Textabschnitt

----------------------------------------

Auch für die Allgemeinheit relevante Themen werden häufig im 8er-Rat angesprochen. Das Ebersberger Hallenbad nach langer Sanierungszeit endlich wieder zu eröffnen, war ein – mittlerweile realisierter – großer Wunsch aller Menschen in Ebersberg. Auch ein neuer Sprungturm am Klostersee wurde zwei Jahre in Folge gefordert und war zeitgleich für sehr viele Erwachsene ein wichtiges Anliegen, das schließlich durch einen Spendenaufruf umgesetzt werden konnte.
Nicht nur Jugendthemen
Die Jugendlichen bringen jedoch nicht nur eigene Anliegen ein, sondern sind als 8er-Rat ein Jahr lang auch die erste Anlaufstelle für Stadtverwaltung und Stadtpolitik, wenn es um das Einholen der Meinung von Jugendlichen geht. In den vergangenen Jahren wurden so Jugendliche aus dem 8er-Rat in die Erstellung des Ebersberger Mobilitätskonzepts eingebunden. Auch bei der Erstellung eines Aktionsplans für das Projekt „Kinderfreundliche Kommune“ wird der 8er-Rat beteiligt.

----------------------------------------

Aufgabe 1
Zähle alle konkreten Vorhaben auf, die der Textabschnitt über den 8er-Rat nennt.
Aufgabe 2
Gib den Textabschnitt über den 8er-Rat von „Auch für die“ bis „umgesetzt werden konnte.“ wortgetreu wieder.

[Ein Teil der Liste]
----------------------------------------

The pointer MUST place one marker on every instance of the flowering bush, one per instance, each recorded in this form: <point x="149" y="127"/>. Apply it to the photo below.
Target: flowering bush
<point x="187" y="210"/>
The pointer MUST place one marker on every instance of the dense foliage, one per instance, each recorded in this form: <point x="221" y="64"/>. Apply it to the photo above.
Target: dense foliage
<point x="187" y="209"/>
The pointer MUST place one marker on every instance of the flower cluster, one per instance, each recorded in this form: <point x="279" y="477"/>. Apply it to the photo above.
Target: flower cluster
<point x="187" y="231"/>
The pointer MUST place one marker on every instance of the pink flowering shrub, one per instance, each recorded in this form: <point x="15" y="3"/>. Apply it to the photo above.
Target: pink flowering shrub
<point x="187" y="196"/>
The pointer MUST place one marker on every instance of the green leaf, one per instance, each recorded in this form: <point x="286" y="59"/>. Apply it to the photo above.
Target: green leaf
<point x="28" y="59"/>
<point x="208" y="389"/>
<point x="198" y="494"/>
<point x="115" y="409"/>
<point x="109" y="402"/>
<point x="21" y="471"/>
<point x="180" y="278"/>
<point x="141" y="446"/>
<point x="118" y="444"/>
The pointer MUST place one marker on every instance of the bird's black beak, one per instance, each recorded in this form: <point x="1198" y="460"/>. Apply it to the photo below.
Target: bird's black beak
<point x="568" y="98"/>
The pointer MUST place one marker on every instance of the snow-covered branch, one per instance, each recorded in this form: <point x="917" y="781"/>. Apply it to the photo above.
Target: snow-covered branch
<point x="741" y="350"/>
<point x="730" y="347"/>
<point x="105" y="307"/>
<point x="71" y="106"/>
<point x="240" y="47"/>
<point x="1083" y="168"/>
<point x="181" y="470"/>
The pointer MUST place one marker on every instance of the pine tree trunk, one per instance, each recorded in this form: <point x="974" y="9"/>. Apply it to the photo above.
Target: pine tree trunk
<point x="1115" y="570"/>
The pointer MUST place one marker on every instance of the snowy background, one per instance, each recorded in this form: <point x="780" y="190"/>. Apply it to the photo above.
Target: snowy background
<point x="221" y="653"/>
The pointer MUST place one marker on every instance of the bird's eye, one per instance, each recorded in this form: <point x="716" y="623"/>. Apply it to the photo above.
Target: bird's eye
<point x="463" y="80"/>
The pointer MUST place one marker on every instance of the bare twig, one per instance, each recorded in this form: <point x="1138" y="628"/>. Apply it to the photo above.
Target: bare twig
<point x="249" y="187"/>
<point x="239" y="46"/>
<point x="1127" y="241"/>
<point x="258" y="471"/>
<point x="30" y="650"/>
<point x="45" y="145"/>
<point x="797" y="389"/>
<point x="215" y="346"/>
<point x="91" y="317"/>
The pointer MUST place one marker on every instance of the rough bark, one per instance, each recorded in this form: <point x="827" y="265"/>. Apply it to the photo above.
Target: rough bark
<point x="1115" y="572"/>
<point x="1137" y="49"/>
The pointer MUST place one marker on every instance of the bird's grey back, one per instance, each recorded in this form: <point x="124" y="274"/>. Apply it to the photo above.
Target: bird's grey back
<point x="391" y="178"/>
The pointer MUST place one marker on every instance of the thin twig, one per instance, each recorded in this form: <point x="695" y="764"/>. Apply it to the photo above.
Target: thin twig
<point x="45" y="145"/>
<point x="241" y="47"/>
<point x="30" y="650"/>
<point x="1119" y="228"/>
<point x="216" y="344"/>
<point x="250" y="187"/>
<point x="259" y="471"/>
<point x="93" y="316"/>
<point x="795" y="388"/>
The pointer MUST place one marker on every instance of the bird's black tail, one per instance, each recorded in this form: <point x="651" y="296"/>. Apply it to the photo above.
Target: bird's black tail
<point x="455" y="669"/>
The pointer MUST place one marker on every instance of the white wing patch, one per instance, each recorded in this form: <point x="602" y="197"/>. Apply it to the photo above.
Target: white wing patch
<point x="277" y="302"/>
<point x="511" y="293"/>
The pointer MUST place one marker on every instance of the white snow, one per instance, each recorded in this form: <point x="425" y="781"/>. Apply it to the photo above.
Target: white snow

----------------------------------------

Lösung 1
- Wiedereröffnung des Ebersberger Hallenbads nach langer Sanierungszeit
- ein neuer Sprungturm am Klostersee
- das Ebersberger Mobilitätskonzept
- ein Aktionsplan für das Projekt „Kinderfreundliche Kommune“

Lösung 2
Auch für die Allgemeinheit relevante Themen werden häufig im 8er-Rat angesprochen. Das Ebersberger Hallenbad nach langer Sanierungszeit endlich wieder zu eröffnen, war ein – mittlerweile realisierter – großer Wunsch aller Menschen in Ebersberg. Auch ein neuer Sprungturm am Klostersee wurde zwei Jahre in Folge gefordert und war zeitgleich für sehr viele Erwachsene ein wichtiges Anliegen, das schließlich durch einen Spendenaufruf umgesetzt werden konnte.